Material for this exercise section start
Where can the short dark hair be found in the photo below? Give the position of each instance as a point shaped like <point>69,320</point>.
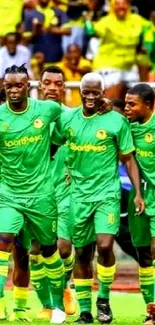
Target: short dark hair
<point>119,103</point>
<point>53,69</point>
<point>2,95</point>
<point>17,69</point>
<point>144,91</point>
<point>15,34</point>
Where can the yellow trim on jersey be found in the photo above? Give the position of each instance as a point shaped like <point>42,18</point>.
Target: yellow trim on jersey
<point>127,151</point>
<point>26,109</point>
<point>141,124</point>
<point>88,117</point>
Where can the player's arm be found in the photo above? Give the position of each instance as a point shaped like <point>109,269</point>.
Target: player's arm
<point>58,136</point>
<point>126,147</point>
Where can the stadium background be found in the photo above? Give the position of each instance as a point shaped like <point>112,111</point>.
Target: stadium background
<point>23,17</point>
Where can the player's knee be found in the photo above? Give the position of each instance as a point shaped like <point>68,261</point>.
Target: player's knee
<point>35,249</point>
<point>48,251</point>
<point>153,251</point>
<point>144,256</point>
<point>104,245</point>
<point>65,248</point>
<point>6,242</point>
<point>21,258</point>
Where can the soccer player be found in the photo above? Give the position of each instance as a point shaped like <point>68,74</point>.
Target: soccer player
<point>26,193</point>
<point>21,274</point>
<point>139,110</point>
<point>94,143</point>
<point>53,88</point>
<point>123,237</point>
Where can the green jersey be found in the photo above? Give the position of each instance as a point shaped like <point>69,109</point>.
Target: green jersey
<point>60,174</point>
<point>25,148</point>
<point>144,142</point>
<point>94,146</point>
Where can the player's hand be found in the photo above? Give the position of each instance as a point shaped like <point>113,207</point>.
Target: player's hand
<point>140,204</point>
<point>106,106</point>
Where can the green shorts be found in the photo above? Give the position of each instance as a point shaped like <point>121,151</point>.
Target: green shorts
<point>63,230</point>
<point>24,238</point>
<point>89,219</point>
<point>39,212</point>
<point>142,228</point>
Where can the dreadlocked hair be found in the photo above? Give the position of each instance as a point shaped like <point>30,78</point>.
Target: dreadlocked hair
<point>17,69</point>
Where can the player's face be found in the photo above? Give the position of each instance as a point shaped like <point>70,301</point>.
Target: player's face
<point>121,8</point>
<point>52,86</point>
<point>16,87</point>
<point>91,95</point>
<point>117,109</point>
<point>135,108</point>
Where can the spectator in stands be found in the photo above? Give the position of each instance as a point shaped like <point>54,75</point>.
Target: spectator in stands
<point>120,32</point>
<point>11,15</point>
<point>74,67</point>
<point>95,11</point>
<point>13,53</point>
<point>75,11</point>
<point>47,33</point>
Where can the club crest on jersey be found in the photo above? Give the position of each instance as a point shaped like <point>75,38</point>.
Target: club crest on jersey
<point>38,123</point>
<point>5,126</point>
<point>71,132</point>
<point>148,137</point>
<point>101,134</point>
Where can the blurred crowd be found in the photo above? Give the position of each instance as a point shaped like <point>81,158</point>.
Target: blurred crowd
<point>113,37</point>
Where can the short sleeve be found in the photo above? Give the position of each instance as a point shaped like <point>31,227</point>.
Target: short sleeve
Material for this exercise section end
→ Exercise details
Return, unchanged, the run of lines above that opens with the line containing "Target: player's knee" and closes with the line containing "Where can the spectator". Include both.

→ Response to this exercise
Target: player's knee
<point>35,249</point>
<point>48,251</point>
<point>153,251</point>
<point>144,256</point>
<point>104,245</point>
<point>65,248</point>
<point>6,242</point>
<point>21,258</point>
Where can the soccer player be found in the photo above? Give the position of each instance as a point shaped like <point>68,74</point>.
Target: soccer player
<point>26,193</point>
<point>21,274</point>
<point>139,110</point>
<point>94,143</point>
<point>53,88</point>
<point>123,237</point>
Where can the green jersey be found in the photo above? Give the position of each instance as a point shaped like <point>69,109</point>.
Target: green jersey
<point>60,174</point>
<point>25,148</point>
<point>144,142</point>
<point>94,146</point>
Where can the player's hand be found in the photo above? Give the position of each instance as a point shaped like <point>113,207</point>.
Target: player's hand
<point>140,204</point>
<point>106,106</point>
Where can the green shorts be found in the photo above? Give the position of each instance as a point shaped like <point>121,151</point>.
Target: green shorts
<point>63,230</point>
<point>24,238</point>
<point>89,219</point>
<point>39,212</point>
<point>142,228</point>
Where can the dreadlocked hair be found in the photo above? Give the position of each instance as a point shaped like <point>30,78</point>.
Target: dreadlocked hair
<point>17,69</point>
Where can the player's face be found in the photo above? Give the position of each instance as a point shaped like <point>70,301</point>.
Target: player's face
<point>121,8</point>
<point>52,86</point>
<point>16,87</point>
<point>91,95</point>
<point>117,109</point>
<point>135,108</point>
Where can the spectator in stands be found in the photo above? Give the position of each instance as a point shaped like <point>54,75</point>.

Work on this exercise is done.